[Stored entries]
<<<<
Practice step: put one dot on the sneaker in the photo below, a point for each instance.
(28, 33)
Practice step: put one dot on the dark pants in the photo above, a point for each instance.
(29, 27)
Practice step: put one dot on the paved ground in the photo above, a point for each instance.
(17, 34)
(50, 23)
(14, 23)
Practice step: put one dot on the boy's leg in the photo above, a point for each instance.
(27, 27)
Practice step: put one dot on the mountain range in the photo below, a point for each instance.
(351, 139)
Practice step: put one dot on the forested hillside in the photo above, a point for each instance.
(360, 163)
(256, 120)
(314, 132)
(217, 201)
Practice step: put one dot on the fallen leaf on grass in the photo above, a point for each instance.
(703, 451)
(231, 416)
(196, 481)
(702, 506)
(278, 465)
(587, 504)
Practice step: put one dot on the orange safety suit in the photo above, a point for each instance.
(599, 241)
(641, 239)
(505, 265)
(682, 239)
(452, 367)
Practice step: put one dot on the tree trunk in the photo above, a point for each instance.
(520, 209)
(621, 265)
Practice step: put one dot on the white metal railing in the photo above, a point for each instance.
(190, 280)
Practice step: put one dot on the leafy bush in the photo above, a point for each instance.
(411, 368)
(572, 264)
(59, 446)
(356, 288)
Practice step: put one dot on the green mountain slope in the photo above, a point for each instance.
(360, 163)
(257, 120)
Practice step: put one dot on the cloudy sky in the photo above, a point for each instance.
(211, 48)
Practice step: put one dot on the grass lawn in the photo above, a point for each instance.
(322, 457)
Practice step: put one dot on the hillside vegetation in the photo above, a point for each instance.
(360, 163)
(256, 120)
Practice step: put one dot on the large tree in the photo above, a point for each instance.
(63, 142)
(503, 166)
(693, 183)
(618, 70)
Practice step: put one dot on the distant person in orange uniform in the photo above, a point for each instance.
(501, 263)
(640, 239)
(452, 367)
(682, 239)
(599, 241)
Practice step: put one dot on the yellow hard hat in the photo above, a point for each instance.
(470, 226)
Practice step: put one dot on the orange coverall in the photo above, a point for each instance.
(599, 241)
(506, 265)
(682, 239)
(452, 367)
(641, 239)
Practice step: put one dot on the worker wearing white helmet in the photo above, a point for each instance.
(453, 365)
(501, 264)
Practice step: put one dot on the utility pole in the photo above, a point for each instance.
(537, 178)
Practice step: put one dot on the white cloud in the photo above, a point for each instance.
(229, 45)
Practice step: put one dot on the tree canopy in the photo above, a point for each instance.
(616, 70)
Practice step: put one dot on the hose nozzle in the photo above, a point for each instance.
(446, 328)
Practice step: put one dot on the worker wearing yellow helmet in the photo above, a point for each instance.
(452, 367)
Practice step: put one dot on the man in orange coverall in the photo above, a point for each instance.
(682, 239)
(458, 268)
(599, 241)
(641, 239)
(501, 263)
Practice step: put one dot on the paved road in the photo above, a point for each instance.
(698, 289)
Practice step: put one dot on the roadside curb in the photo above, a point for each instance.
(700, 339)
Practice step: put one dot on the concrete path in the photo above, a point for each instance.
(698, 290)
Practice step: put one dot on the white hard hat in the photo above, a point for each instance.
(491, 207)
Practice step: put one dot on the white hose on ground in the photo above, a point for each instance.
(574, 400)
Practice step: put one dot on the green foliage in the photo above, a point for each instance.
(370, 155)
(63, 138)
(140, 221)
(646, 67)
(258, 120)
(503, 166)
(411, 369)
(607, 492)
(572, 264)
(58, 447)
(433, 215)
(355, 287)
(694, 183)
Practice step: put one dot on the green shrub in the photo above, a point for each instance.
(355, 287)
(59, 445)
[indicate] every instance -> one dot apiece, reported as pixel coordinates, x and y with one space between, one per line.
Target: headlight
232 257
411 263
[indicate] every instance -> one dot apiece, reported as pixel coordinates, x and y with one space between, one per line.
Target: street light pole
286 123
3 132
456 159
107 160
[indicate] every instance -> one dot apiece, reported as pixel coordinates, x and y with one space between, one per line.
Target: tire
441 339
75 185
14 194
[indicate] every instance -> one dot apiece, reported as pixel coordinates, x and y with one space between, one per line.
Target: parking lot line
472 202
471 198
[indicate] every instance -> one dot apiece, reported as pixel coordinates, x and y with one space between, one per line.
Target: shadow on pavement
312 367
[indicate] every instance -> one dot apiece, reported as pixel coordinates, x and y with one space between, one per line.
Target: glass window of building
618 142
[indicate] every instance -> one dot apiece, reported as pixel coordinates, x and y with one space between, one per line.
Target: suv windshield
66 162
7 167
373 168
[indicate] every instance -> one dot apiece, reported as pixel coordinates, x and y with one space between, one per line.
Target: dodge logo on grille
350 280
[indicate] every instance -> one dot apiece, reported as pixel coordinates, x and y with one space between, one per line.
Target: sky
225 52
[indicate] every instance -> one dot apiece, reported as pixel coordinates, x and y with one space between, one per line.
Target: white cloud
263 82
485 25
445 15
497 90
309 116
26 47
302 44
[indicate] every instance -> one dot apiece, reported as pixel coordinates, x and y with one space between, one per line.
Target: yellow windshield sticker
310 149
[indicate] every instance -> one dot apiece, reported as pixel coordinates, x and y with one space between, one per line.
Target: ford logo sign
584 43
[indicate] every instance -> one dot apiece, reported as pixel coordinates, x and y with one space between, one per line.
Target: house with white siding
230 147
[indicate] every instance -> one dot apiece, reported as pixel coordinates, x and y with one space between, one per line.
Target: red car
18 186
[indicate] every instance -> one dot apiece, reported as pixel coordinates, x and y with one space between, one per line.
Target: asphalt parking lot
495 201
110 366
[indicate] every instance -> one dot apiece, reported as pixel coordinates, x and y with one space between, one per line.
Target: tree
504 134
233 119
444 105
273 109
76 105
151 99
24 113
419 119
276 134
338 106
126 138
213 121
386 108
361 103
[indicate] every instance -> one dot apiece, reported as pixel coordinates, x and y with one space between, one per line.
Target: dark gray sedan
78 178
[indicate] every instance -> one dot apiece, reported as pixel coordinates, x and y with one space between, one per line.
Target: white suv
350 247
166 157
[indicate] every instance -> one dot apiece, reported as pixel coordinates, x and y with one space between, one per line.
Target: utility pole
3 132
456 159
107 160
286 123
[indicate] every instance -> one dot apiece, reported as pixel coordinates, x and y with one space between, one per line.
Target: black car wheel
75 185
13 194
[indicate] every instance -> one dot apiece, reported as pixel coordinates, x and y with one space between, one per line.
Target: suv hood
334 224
>>>>
__About this exercise__
Each record above should be repeated exactly.

__Result below__
Practice step: put one dot on the sneaker in the photo below, a point for each instance.
(28, 33)
Practice step: put one dot on the dark pants in the photo above, a point for each instance.
(29, 27)
Practice step: put one dot on the paved ground in the photo above, a point for each instance.
(17, 34)
(50, 23)
(14, 23)
Practice step: put one dot on the boy's leg in the photo above, a point for each instance.
(27, 27)
Practice step: put one dot on the mountain range in the photo below, a point for each instance.
(351, 139)
Practice step: put one dot on the forested hillside in the photo above, a point for each instance.
(360, 163)
(256, 120)
(314, 132)
(217, 201)
Practice step: put one dot on the fallen leaf on grass in the photo above, a point for each instance.
(703, 451)
(231, 416)
(196, 481)
(702, 506)
(278, 465)
(587, 504)
Practice step: put one dot on the orange safety suit in the photo above, a point for each instance.
(599, 241)
(641, 239)
(505, 265)
(682, 239)
(452, 367)
Practice step: put one dot on the tree trunk in the photo above, a point for each instance.
(520, 209)
(621, 265)
Practice step: put one dot on the white metal railing in the photo above, a point for each instance.
(190, 280)
Practice step: put one dot on the leafy bush in the photo above, a point for each instance.
(411, 368)
(572, 264)
(59, 446)
(356, 288)
Practice step: put one dot on the green mountain slope in the photo above, a point for each instance.
(360, 163)
(257, 120)
Practice step: put one dot on the cloudy sky in the photo above, a point for each instance.
(211, 48)
Practice step: put one dot on the grass lawn in the photo above, a point for each instance.
(322, 457)
Practice step: put one dot on the hillside vegetation in the photo above, a point for each instance.
(360, 163)
(256, 120)
Practice step: put one dot on the large tree in the photo above, a point for each instance.
(63, 142)
(503, 166)
(693, 183)
(618, 70)
Practice step: put one dot on the distant person in orange uniform in the photo above, a point for each instance.
(501, 263)
(640, 239)
(452, 367)
(682, 239)
(599, 241)
Practice step: put one dot on the yellow hard hat in the photo above, a point for each instance.
(470, 226)
Practice step: put one dot on the orange coverall in the photo above, a point for each instance.
(599, 241)
(506, 265)
(682, 239)
(452, 367)
(641, 239)
Practice step: put one dot on the worker wearing white helmet in the photo above, a point for each instance.
(453, 365)
(501, 264)
Practice step: put one dot on the utility pole in the photo above, a point for each instance.
(537, 178)
Practice step: put one dot on the white cloud in the photo above, a point for each instance.
(229, 45)
Practice step: put one dot on the tree canopy in the photo above, a point for each instance.
(616, 70)
Practice step: put one dot on the hose nozzle in the photo above, a point for each instance.
(446, 328)
Practice step: put one dot on the worker wearing yellow helmet in the photo above, a point for each instance.
(452, 367)
Practice step: put one dot on the man in orange coverall in the photo above, a point for each instance.
(682, 239)
(458, 268)
(599, 241)
(641, 239)
(501, 263)
Practice step: put one dot on the paved road in the photo above, a point for each instance.
(698, 289)
Practice step: put one dot on the roadside curb in the photo above, a point for each instance.
(700, 339)
Practice step: put one dot on the concrete path in the photo above, a point for each instance.
(698, 290)
Practice step: put one dot on the white hard hat in the photo above, a point for each instance.
(491, 207)
Practice step: put one dot on the white hose on ground in the photo above, a point for each instance.
(574, 400)
Practice step: put one dot on the green foliage in the photo above, a point for each instance.
(370, 155)
(63, 138)
(140, 221)
(646, 67)
(258, 120)
(503, 166)
(411, 369)
(607, 492)
(572, 264)
(58, 447)
(433, 215)
(355, 287)
(694, 183)
Practice step: put one dot on the green shrub in the photo above, a point for each instance.
(355, 287)
(59, 445)
[indicate] every instance -> one dot apiece, reported as pixel coordinates, x and y with one space between, one per line.
Target: headlight
232 257
411 263
[indicate] every instance -> one dot apiece, reported as pixel coordinates, x and y with one space between, one per line.
Target: street light pole
286 123
3 132
456 159
107 160
[indicate] every instance -> one dot apiece, reported as pixel coordinates, x and y with one space between, one per line.
Target: tire
441 339
75 185
14 194
[indicate] every instance -> one dot apiece, reported as pixel coordinates, x and y with one space between, one per line.
Target: parking lot line
472 202
471 198
[indicate] every instance -> one dot apiece, reported as pixel coordinates, x and y with one space between, one per line.
Target: shadow on pavement
312 367
[indicate] every instance -> one dot apiece, reported as pixel coordinates, x and y with one space between, one per line.
Target: glass window of building
618 142
[indicate] every instance -> one dot apiece, reported as pixel coordinates, x and y with one space between, one per line.
Target: suv windshield
66 162
7 167
373 168
[indicate] every instance -> one dot apiece, reported as pixel coordinates, x and y with one space between, one per line.
Target: dodge logo on grille
350 280
[indicate] every instance -> one dot apiece, reported as pixel coordinates, x and y with one space between, one per line.
Target: sky
225 52
[indicate] every instance -> one dot apiece, reported as pixel coordinates, x and y with one space between, one per line.
Target: white cloud
263 82
485 25
445 15
497 90
309 116
26 47
302 44
[indicate] every instance -> one dot apiece, reported as pixel coordinates, x and y with one space between, one per line.
Target: yellow windshield sticker
310 149
[indicate] every instance -> one dot apiece, reported as pixel coordinates, x and y with one space between, one per line.
Target: ford logo sign
584 43
[indicate] every instance -> one dot apiece, reported as pixel coordinates, x and y with one space between, one per line.
Target: house with white siding
230 147
[indicate] every instance -> one dot apiece, reported as pixel coordinates, x and y with one space between, one per line.
Target: red car
18 186
[indicate] every instance -> one dot apiece, reported as pixel coordinates, x and y with one space between, one per line.
Target: asphalt parking lot
495 201
110 366
[indicate] every instance -> one dot apiece, reported as pixel coordinates, x and y with one space between, one per line.
Target: tree
504 134
233 119
444 105
273 109
76 105
151 99
24 113
419 119
276 134
338 106
126 138
213 121
386 108
361 103
[indicate] every instance -> one dot apiece, reported as pixel coordinates, x and y with one space between, one per line.
Target: dark gray sedan
78 178
[indicate] every instance -> one dot apiece, reported as pixel coordinates, x and y with one space between, one per line.
Target: white suv
350 247
166 157
[indicate] every instance -> one dot apiece, reported as pixel coordinates, x and y with one space between, one per line.
Target: utility pole
3 132
456 159
107 160
286 123
[indicate] every instance -> one dot apiece, reported as pixel coordinates, x and y with one space between, one per line.
Target: black car wheel
75 185
13 194
[indicate] every instance -> one dot apiece, reported as pixel coordinates, x and y with one space between, one per line.
Target: suv hood
334 224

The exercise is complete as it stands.